» Action item:
Copy exactly, please, each line of the data below until the line that contains "Segment man's collar from the image above." has been copied, beginning at the top.

» Records to process:
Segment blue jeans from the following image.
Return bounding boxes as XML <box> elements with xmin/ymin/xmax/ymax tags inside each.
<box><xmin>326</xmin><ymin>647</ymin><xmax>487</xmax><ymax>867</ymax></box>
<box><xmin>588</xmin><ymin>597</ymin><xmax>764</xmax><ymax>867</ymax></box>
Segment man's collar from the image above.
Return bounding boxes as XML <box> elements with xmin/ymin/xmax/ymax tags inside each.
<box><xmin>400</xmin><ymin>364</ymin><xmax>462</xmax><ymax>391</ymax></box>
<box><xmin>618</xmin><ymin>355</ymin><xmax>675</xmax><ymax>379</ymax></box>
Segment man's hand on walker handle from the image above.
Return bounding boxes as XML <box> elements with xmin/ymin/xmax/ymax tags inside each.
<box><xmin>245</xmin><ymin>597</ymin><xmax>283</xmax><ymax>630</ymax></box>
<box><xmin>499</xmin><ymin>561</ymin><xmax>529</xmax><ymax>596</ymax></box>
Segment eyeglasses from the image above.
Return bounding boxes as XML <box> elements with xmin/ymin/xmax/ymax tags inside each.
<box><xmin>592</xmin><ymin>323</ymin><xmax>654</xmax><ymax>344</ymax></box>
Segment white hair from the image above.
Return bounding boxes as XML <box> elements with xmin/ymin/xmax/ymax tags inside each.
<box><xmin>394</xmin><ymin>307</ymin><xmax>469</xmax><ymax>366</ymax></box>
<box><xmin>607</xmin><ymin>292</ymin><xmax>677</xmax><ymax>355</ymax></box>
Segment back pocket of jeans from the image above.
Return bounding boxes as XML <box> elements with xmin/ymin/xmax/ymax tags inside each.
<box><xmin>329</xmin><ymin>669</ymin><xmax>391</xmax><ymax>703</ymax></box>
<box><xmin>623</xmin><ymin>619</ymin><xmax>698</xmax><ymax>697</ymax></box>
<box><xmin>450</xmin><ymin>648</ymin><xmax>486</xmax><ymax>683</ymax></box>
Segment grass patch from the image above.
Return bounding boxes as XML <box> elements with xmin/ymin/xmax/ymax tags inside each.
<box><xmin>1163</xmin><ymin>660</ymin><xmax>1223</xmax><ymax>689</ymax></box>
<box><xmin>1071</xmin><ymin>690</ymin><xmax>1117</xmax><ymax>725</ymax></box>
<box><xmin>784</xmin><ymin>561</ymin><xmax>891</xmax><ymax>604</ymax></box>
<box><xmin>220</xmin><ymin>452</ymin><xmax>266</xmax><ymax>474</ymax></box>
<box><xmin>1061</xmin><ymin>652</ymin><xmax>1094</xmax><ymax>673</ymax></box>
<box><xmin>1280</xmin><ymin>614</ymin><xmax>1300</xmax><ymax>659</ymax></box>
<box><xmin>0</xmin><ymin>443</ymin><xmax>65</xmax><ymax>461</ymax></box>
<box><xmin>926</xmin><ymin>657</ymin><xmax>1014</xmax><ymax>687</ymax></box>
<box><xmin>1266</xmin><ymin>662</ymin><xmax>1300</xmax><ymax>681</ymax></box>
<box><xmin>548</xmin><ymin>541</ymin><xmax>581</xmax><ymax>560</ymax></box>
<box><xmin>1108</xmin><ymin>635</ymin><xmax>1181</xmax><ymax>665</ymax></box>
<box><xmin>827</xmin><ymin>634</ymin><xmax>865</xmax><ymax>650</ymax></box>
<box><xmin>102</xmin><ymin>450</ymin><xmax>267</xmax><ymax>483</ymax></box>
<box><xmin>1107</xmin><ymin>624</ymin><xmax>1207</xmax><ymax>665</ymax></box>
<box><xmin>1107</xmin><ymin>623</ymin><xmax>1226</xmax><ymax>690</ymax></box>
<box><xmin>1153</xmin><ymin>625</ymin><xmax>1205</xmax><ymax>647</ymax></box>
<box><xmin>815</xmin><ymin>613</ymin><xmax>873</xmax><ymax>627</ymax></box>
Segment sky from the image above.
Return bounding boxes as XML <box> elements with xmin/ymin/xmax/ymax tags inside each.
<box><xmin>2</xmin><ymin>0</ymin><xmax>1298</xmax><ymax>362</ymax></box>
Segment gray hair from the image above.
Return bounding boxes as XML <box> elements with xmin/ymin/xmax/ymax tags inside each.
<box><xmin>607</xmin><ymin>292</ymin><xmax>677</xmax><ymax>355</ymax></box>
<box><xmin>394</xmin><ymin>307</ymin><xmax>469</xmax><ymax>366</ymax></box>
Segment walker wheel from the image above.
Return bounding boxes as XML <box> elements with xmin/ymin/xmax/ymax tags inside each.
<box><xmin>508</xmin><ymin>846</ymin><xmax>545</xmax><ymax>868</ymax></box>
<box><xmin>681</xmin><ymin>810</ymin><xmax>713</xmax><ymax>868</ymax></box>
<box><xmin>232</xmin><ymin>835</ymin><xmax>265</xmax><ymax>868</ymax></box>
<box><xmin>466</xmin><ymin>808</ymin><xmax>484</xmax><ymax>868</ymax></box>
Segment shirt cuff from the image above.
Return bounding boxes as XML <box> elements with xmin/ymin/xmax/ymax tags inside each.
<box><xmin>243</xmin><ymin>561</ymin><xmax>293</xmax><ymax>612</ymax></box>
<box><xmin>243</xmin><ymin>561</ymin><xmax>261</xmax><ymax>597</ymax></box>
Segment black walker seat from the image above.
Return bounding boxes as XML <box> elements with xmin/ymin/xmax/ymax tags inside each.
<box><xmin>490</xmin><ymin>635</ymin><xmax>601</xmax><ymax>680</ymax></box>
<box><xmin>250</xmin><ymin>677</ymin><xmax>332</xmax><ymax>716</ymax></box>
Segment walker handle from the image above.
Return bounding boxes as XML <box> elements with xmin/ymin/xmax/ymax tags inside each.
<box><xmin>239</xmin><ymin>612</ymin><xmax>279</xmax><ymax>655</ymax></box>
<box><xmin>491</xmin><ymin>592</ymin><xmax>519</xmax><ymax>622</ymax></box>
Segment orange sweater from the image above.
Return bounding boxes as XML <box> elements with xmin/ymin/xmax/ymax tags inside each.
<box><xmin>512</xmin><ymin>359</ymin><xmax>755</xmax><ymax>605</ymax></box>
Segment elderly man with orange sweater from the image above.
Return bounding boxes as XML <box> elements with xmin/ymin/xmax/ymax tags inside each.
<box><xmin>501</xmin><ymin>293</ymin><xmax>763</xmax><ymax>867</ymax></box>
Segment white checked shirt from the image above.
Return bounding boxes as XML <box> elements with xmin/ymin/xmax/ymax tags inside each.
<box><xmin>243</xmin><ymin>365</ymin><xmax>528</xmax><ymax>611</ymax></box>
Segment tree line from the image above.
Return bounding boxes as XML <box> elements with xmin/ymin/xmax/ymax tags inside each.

» Solution for this exercise:
Segment blue jeans from the following image.
Return bounding boxes as XML <box> elements with xmin/ymin/xmax/ymax tags inside each.
<box><xmin>326</xmin><ymin>647</ymin><xmax>487</xmax><ymax>867</ymax></box>
<box><xmin>588</xmin><ymin>597</ymin><xmax>764</xmax><ymax>867</ymax></box>
Segment man's collar from the image above.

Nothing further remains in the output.